Print every line of the records below verbatim, leaving the pictures out.

LISTING:
* START *

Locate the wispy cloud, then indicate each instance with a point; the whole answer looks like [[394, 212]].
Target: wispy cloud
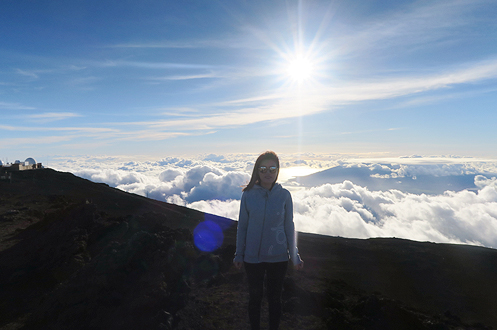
[[153, 65], [52, 116], [415, 25], [14, 106]]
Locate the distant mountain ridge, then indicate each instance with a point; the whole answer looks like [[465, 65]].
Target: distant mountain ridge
[[77, 254]]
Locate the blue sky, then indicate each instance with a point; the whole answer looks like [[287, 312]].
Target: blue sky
[[379, 78]]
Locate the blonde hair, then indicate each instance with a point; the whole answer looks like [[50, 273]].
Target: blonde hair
[[255, 173]]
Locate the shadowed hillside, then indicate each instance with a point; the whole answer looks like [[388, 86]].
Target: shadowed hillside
[[79, 255]]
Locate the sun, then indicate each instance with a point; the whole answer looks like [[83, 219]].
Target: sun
[[299, 69]]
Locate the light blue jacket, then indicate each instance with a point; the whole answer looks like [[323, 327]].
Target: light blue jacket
[[266, 232]]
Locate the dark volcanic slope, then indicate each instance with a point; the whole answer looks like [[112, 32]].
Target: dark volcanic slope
[[76, 254]]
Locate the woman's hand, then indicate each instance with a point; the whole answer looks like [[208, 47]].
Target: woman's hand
[[299, 266]]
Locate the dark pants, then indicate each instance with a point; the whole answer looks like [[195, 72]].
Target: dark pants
[[275, 272]]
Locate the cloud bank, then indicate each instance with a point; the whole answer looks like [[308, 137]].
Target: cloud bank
[[213, 184]]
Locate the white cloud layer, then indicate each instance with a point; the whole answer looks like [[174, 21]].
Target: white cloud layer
[[213, 184]]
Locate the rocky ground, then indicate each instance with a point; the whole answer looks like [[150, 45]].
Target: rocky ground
[[80, 255]]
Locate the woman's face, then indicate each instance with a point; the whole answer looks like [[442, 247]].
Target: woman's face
[[267, 179]]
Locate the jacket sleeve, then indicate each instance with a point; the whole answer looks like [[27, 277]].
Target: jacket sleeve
[[291, 234], [241, 232]]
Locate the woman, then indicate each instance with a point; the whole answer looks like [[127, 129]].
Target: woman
[[266, 238]]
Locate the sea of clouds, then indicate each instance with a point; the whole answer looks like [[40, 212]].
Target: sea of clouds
[[331, 206]]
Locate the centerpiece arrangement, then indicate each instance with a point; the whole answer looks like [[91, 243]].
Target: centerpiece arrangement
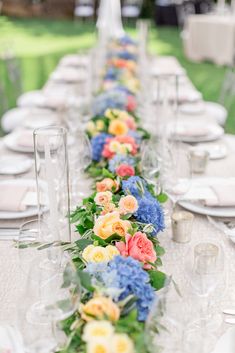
[[118, 254]]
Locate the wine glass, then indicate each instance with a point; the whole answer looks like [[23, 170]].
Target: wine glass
[[151, 163], [80, 157], [176, 175], [204, 271], [59, 296]]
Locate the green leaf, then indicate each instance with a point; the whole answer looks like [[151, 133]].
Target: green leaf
[[157, 279]]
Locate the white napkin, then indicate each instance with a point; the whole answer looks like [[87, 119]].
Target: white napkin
[[10, 340], [12, 197], [225, 195], [226, 343]]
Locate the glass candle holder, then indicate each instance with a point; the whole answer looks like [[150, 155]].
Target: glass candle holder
[[51, 167], [182, 225], [206, 257], [198, 160]]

* END *

RESPONSE:
Locate the wispy cloud, then indicate each instance with a point; the whole answer looks like [[394, 212]].
Target: wispy cloud
[[153, 65], [52, 116], [415, 25], [14, 106]]
Locate the distant mountain ridge, then indicate each instance with a point; the whole answer looks like [[465, 65]].
Target: distant mountain ridge
[[77, 254]]
Locate the blue sky, then indicate each instance with a point; the whole answer looks like [[287, 312]].
Target: blue sky
[[379, 78]]
Locate the blonde hair, then indicate each instance with a point; the whole answer looks like [[50, 273]].
Target: blonde hair
[[255, 173]]
Locate the shadowed hillside, then indicate each instance with a point; the whole answer looks like [[388, 86]].
Target: shadowed hillside
[[79, 255]]
Locate the sun, then indicate each instance with a point; the whole answer looks like [[83, 219]].
Target: sun
[[299, 69]]
Locate the light blue jacket, then indicate each instance with a point; the whole answer looks like [[323, 327]].
Target: light blue jacket
[[266, 232]]
Locate the dark volcanic slope, then indicate each instance with a point; the whole answer looks like [[112, 32]].
Target: dark volcanic slope
[[76, 254]]
Locate the woman's hand, then indicate each instance with a point; the whole answer looks like [[208, 47]].
Target: woman's hand
[[299, 266]]
Locate the dark pants, then indicate each instance with a point; the whole answer looks like [[195, 72]].
Target: dark pants
[[275, 272]]
Locate the cloud bank, then indicate each instance with a point; the whole answer looks like [[308, 137]].
Target: cloud bank
[[213, 184]]
Locate the white cloud layer, then indicate each instance with a point; the whole answer looks like [[174, 21]].
Target: white cloud layer
[[213, 184]]
Locate the rocky ground, then indicate each instance with a point; the whole answer looks like [[150, 45]].
Target: rocky ground
[[80, 255]]
Locate the woman's face, then indicate each instance with a point; the whole answer looks like [[442, 247]].
Target: woman's face
[[267, 179]]
Locate the jacket sleeve, then indicate each instance with a point; the whole answer looks like [[27, 277]].
Target: jacket sleeve
[[291, 234], [241, 232]]
Locate the woman, then indicate each instance with a point; the whole answer looks like [[127, 129]].
Target: woman
[[266, 238]]
Locate the sea of clouds, then indicate each instance with a point; the whole answer looks like [[40, 212]].
Target: sea of clouds
[[331, 206]]
Locate the centerpiece arrangement, then indicate each instance with a point; the whole answer looks like [[91, 243]].
Target: centerpiece arrangement
[[118, 254]]
Locate the wine glass, then indicate each instance with a point; the whole answer looks like [[23, 170]].
Target: wine glass
[[151, 163], [80, 157], [176, 175], [204, 271], [59, 296]]
Locate the green leaf, then indicate each instance with a point; the whole answer looks like [[151, 133]].
Target: green leaf
[[157, 279]]
Locate the white napkin, then indicate each instance with a point; the whole answer looks like [[87, 119]].
Target: white napkin
[[10, 340], [12, 197], [225, 195], [226, 343]]
Locate the glass candle holder, then indicate each instance with a point; the whole answer looks like [[150, 155]].
Target: glass candle holder
[[51, 167], [182, 225], [206, 257], [198, 160]]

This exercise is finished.